## WHAT THE TASK ASKS
Pictures must not be copied, but every entry must be reproduced exactly.

--- RECORDED DATA ---

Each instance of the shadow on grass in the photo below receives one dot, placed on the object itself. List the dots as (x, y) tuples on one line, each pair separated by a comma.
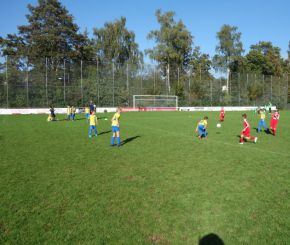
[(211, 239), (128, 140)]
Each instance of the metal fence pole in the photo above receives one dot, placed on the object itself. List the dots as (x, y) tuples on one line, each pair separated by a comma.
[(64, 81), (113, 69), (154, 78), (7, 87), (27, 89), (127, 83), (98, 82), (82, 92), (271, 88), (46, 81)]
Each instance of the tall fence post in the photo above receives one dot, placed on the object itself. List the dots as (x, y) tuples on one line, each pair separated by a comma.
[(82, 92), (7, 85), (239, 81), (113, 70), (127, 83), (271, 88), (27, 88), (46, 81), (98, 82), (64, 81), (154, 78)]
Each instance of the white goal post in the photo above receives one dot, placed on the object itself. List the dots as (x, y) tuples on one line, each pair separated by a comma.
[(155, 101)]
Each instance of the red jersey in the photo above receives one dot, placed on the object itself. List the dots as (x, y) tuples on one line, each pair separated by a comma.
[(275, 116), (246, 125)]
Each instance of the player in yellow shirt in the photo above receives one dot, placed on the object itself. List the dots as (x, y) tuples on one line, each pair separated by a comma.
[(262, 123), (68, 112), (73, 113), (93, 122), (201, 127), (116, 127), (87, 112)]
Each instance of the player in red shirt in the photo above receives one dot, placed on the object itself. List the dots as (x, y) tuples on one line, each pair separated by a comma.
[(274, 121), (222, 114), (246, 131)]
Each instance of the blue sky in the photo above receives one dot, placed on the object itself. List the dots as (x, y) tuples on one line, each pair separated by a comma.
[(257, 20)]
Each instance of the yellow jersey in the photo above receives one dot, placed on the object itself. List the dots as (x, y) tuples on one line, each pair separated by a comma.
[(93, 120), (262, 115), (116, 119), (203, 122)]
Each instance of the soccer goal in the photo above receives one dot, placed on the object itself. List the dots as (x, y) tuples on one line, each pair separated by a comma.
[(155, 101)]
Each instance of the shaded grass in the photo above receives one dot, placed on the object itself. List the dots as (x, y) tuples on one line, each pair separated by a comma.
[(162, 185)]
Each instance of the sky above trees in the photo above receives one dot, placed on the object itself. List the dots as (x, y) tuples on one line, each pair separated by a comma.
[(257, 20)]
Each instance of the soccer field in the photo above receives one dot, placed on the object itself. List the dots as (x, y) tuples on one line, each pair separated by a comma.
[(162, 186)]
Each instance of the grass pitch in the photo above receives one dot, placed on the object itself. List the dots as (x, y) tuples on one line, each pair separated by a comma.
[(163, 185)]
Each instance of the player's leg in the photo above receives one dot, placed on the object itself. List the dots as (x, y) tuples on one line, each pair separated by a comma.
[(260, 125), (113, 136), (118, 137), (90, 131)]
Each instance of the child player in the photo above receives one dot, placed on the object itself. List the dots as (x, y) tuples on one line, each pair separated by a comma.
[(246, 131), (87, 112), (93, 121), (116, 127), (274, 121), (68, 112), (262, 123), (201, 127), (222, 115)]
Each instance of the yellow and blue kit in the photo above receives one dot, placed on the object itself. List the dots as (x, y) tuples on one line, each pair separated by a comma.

---

## ANSWER SECTION
Each instance of the shadow on grass in the photo below receives one dot, placed on the object itself. List the dots as (x, y) tuples on one line, each pair separated by a comma.
[(211, 239), (128, 140)]
Each instance of the metal fence pole in the photo above receives one dot, placed on the object itself. List the dots as (x, y) tuples on one line, each pair separated by a comma.
[(64, 81), (113, 69), (154, 78), (7, 87), (27, 89), (127, 83), (98, 82), (82, 92), (271, 88), (46, 81)]
Each instance of the tall fence post in the photo above receives one dot, placed on the object itself. List the dots as (x, y) tuples on one line, each pair separated by a comma.
[(82, 92), (7, 85), (239, 81), (113, 70), (127, 83), (271, 88), (27, 88), (46, 81), (98, 82), (64, 81), (154, 78)]
Each instance of the white goal post in the photo above receives one dot, placed on the object itself. List the dots as (x, y) tuples on one line, each pair separated by a comma.
[(155, 101)]
Each instance of the red jersey in the photo above receives one dot, placed on the object itself. List the dots as (x, y) tuples on one line, each pair separated by a comma.
[(275, 116), (246, 125)]
Each instance of the player in yellow shirt in the photo above receives one dot, placed on the object itself. List the dots as (x, y) tuples on one line, each pair separated by a comma.
[(262, 123), (68, 112), (73, 113), (93, 122), (201, 127), (116, 127), (87, 112)]
Each instance of the player in red shirt in the photo above receives one dot, placed on the object itself. List the dots as (x, y) tuples on one line, each pair separated by a comma.
[(274, 121), (222, 114), (246, 131)]
Each instance of the blue sky in the photo above receives one dot, placed on the object itself. List the dots as (x, y) tuples on one line, each pair separated by a comma.
[(257, 20)]
Each instance of the yellow jersey in the photo above receives one dot, placed on the object itself. List the dots as (x, y) tuples on one line, each pair separated by a comma.
[(93, 120), (262, 115), (116, 119), (203, 122)]
Each instance of the soccer goal in the photo above receives one dot, placed on the object itself. List the dots as (x, y) tuples on one line, each pair separated by a comma.
[(155, 101)]
Each instance of the shaded grass in the photo above receives one dot, placed on the object itself. List the dots as (x, y) tuples on one line, each pair separated by a comma.
[(162, 185)]
Each instance of the sky above trees in the photo above receives one dot, placed on the object itself. List the dots as (x, y) tuples on one line, each pair separated by a comma.
[(257, 20)]
Each instance of the soccer field in the photo above receives one dot, placed on the object itself. List the dots as (x, y) tuples on one line, each pair separated by a comma.
[(162, 186)]
Each instance of the grass pitch in the photo above receives one dot, placed on the object itself. List the dots as (x, y) tuples on one line, each pair separated by a comma.
[(163, 185)]
Each instance of the player's leg in the photo above receives one dot, placed on the object itself. List the dots as (x, y) tuples on one line, each pair separated by a comma.
[(260, 125), (113, 136), (118, 137), (90, 131)]
Each instance of the child player in the photo above receives one dot, placed on the object itself. List the dots as (x, y) tuples on one line, each pair separated by a comma.
[(246, 131), (87, 112), (93, 121), (116, 127), (274, 121), (68, 112), (262, 123), (201, 127), (222, 115)]
Each instance of the yellow and blue kit in the photo above receives one dot, placed on the object itself. List the dots as (x, y) tuples on one line, each pair separated by a comma.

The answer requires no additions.